Stated goal
Count the lines in the items below that contain the word "framed". Reply with that number alone.

##########

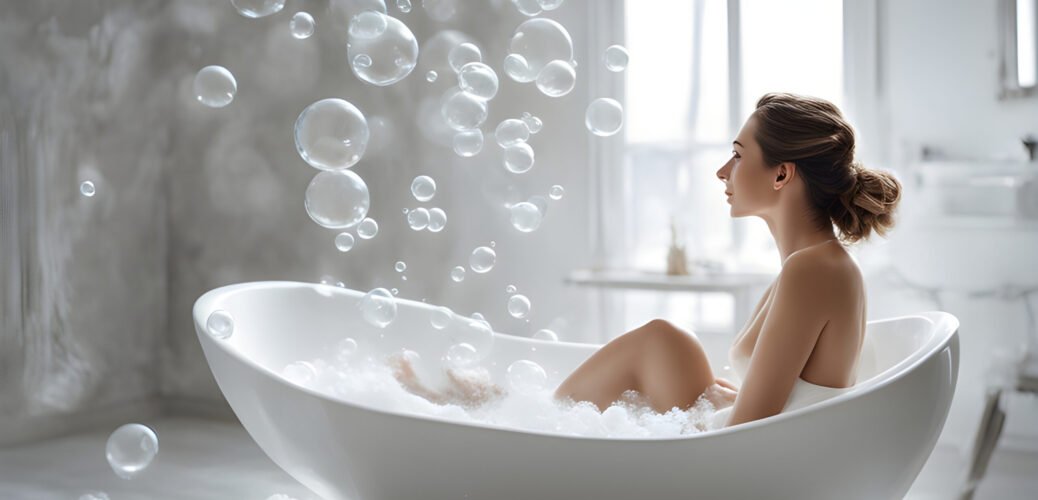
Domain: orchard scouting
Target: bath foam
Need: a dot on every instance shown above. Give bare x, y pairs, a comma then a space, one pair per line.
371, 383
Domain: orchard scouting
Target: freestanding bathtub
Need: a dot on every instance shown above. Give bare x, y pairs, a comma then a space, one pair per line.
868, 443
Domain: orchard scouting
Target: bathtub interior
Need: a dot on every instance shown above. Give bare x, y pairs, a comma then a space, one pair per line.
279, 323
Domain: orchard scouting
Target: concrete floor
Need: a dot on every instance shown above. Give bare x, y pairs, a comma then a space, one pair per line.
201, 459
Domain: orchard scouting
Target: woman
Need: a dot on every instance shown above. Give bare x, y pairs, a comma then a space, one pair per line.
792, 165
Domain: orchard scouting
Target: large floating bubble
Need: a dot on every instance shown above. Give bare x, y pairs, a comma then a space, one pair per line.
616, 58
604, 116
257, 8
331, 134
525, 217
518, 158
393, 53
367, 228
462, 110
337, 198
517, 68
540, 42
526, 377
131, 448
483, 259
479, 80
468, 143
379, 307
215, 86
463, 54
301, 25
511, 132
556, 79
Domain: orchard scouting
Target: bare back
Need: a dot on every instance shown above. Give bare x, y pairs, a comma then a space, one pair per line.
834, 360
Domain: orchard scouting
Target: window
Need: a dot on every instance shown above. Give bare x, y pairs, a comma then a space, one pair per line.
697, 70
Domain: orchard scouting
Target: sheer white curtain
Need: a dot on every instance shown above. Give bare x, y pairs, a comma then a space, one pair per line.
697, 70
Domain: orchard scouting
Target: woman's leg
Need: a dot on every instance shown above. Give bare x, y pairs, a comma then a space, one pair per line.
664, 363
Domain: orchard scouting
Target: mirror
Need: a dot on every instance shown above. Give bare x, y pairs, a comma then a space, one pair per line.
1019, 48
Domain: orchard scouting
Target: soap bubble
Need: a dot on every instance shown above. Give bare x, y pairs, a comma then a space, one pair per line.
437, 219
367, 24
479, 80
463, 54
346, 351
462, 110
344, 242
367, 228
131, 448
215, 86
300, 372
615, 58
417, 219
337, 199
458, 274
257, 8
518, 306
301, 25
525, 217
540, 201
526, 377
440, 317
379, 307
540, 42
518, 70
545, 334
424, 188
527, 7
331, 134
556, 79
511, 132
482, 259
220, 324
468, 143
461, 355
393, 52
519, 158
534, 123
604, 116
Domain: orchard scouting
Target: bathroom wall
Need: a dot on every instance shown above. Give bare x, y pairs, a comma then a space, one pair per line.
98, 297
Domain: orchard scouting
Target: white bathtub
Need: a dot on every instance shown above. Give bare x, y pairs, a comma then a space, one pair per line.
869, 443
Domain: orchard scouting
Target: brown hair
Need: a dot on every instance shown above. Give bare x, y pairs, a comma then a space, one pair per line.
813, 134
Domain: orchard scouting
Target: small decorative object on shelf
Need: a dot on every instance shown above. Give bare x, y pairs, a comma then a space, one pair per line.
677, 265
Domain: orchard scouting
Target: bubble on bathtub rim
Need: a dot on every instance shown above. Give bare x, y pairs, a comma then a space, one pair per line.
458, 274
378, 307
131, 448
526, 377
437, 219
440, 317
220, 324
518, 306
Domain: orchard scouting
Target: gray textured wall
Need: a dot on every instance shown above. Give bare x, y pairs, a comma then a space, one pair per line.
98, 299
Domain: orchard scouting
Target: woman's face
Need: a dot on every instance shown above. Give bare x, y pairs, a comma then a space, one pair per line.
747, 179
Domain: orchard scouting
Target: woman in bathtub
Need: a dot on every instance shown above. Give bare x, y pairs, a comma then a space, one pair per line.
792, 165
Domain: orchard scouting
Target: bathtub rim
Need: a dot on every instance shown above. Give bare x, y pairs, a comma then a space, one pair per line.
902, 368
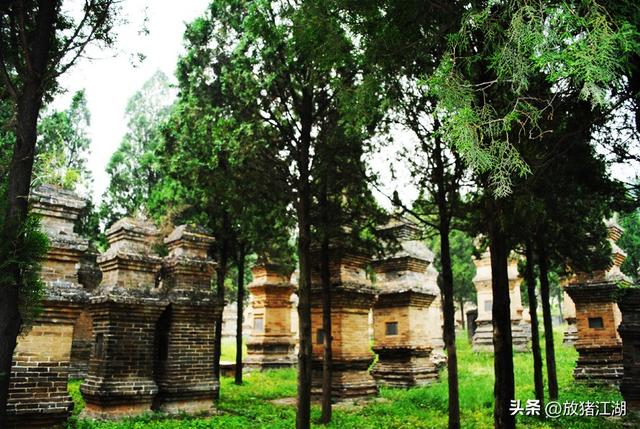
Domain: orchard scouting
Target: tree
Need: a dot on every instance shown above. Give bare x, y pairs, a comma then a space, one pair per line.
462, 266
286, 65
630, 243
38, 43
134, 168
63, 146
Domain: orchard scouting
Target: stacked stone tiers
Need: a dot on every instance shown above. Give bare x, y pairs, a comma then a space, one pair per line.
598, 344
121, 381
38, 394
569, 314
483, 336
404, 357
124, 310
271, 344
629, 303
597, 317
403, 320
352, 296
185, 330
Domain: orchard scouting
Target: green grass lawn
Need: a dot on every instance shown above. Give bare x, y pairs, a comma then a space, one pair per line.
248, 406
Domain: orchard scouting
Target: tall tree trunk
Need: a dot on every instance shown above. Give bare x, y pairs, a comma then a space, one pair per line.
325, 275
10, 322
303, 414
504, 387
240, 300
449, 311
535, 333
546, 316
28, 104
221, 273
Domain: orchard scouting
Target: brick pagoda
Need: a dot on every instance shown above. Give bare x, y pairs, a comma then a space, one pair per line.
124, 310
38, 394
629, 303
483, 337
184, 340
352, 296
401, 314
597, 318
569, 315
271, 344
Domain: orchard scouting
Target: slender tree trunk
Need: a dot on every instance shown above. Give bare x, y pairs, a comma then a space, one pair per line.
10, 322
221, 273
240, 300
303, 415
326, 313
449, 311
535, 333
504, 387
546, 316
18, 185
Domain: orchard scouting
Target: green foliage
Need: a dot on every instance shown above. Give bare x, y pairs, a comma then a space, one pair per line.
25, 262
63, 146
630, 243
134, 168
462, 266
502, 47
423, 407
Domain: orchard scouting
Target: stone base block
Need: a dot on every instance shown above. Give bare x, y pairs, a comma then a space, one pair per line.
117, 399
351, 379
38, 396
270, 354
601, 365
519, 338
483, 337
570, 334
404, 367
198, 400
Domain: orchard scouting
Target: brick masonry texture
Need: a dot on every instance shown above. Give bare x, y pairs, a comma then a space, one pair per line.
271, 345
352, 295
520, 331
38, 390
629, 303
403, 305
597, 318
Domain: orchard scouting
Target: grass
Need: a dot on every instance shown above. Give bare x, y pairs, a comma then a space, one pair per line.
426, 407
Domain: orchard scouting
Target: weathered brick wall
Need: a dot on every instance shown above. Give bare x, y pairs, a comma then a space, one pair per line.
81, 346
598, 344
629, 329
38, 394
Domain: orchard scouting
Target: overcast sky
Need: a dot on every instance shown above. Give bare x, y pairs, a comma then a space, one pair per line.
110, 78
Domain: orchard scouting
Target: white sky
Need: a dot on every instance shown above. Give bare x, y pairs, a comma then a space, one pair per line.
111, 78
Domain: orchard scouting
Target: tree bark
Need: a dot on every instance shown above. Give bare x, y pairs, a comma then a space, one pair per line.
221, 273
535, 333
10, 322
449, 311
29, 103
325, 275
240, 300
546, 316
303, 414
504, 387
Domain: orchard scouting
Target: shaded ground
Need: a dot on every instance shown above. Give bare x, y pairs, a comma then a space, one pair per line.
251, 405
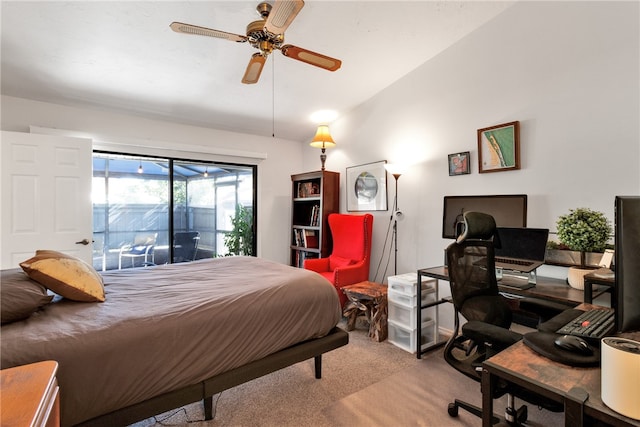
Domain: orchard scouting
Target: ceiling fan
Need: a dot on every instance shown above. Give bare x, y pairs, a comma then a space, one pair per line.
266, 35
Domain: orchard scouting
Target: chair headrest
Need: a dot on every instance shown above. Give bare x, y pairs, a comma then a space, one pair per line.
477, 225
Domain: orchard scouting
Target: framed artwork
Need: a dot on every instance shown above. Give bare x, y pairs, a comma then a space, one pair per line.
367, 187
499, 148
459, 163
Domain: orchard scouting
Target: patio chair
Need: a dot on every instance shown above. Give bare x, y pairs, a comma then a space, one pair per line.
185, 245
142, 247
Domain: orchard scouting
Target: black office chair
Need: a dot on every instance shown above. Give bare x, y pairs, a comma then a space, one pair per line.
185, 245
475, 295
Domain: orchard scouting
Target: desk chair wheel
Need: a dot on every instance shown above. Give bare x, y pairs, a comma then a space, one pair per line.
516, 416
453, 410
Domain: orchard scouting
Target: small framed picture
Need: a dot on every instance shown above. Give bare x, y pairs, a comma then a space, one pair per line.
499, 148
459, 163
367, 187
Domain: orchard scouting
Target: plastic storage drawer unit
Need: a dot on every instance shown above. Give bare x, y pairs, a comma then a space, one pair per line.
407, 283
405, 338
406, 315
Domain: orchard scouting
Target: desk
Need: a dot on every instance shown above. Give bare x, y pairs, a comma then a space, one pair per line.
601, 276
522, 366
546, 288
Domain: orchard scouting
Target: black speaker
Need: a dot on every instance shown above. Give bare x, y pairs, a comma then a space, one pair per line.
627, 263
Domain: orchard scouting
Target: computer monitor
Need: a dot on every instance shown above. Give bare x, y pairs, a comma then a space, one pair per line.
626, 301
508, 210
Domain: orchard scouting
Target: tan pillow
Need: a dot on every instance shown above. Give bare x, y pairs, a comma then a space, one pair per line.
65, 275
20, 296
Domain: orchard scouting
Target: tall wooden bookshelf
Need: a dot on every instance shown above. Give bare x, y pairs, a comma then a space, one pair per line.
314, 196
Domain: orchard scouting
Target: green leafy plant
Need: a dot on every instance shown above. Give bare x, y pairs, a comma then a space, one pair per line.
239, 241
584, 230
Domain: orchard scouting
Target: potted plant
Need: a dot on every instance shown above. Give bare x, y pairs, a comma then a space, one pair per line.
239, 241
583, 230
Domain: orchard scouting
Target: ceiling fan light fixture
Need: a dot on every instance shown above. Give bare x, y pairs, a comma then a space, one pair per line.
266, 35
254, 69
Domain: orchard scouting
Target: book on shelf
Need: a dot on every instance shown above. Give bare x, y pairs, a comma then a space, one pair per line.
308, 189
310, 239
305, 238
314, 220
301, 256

##########

Completed exercise
2